* [What you have to do]: Retype the data that follows line by line, exactly, and leave its pictures out.

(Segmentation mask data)

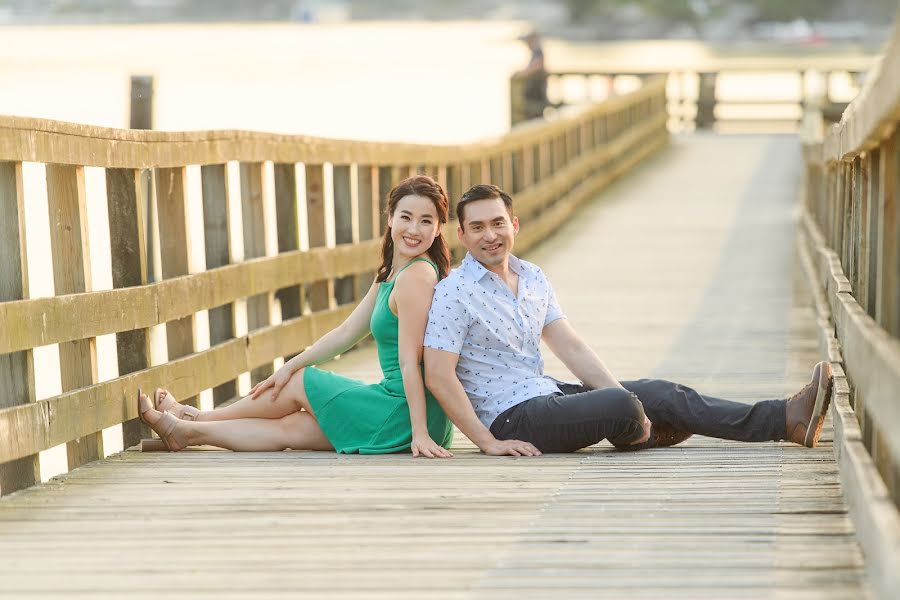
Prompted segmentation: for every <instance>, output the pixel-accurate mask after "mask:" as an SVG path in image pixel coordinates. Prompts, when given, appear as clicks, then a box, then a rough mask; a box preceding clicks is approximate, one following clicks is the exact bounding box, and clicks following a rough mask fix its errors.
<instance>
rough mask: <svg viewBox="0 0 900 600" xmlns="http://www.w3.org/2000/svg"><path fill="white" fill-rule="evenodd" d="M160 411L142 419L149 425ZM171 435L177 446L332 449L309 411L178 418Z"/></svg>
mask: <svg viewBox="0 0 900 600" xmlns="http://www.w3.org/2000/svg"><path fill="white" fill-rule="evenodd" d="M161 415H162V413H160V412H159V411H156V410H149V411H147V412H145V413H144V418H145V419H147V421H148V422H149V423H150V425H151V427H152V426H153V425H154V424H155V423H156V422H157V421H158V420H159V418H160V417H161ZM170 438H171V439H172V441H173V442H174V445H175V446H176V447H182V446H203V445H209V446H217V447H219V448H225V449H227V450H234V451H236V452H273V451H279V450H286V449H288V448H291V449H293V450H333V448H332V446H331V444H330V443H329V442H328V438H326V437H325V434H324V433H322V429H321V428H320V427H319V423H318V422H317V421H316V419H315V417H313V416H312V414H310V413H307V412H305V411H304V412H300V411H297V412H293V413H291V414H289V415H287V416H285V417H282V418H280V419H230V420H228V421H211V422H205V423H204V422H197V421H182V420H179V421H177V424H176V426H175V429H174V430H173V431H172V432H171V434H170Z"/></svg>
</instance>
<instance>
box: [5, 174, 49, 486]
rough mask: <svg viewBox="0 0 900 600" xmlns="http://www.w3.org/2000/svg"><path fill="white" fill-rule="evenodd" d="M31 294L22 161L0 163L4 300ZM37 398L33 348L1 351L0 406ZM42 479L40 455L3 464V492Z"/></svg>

* [Written solution]:
Prompted segmentation: for every <instance>, output the pixel-accurate mask after "mask:" as an SVG path in image pixel coordinates. Prompts, when given, appear as clicks, then a box, then a rough mask; a box preceding clicks is approximate, one following clicks is the exact bounding box, and clicks following a rough mask fix its errors.
<instance>
rough mask: <svg viewBox="0 0 900 600" xmlns="http://www.w3.org/2000/svg"><path fill="white" fill-rule="evenodd" d="M160 411L142 419L149 425ZM171 435L177 446L332 449L309 411L178 418Z"/></svg>
mask: <svg viewBox="0 0 900 600" xmlns="http://www.w3.org/2000/svg"><path fill="white" fill-rule="evenodd" d="M161 415H162V413H160V412H159V411H156V410H149V411H147V412H145V413H144V418H145V419H147V421H148V422H149V423H150V425H151V427H152V426H153V425H154V424H155V423H156V422H157V421H158V420H159V418H160V417H161ZM170 438H171V439H172V441H173V442H174V445H175V446H176V447H182V446H203V445H209V446H217V447H219V448H225V449H227V450H234V451H236V452H273V451H279V450H286V449H288V448H291V449H293V450H333V448H332V446H331V444H330V443H329V442H328V438H326V437H325V434H324V433H322V429H321V428H320V427H319V423H318V422H317V421H316V419H315V417H313V416H312V414H310V413H307V412H305V411H304V412H300V411H297V412H293V413H291V414H289V415H287V416H285V417H282V418H280V419H230V420H228V421H211V422H205V423H204V422H197V421H182V420H179V421H177V424H176V426H175V429H174V430H173V431H172V432H171V434H170Z"/></svg>
</instance>
<instance>
box: [5, 174, 49, 486]
rough mask: <svg viewBox="0 0 900 600" xmlns="http://www.w3.org/2000/svg"><path fill="white" fill-rule="evenodd" d="M31 294L22 161L0 163L4 300ZM37 398L33 348L1 351L0 406ZM42 479L40 455L3 464V492Z"/></svg>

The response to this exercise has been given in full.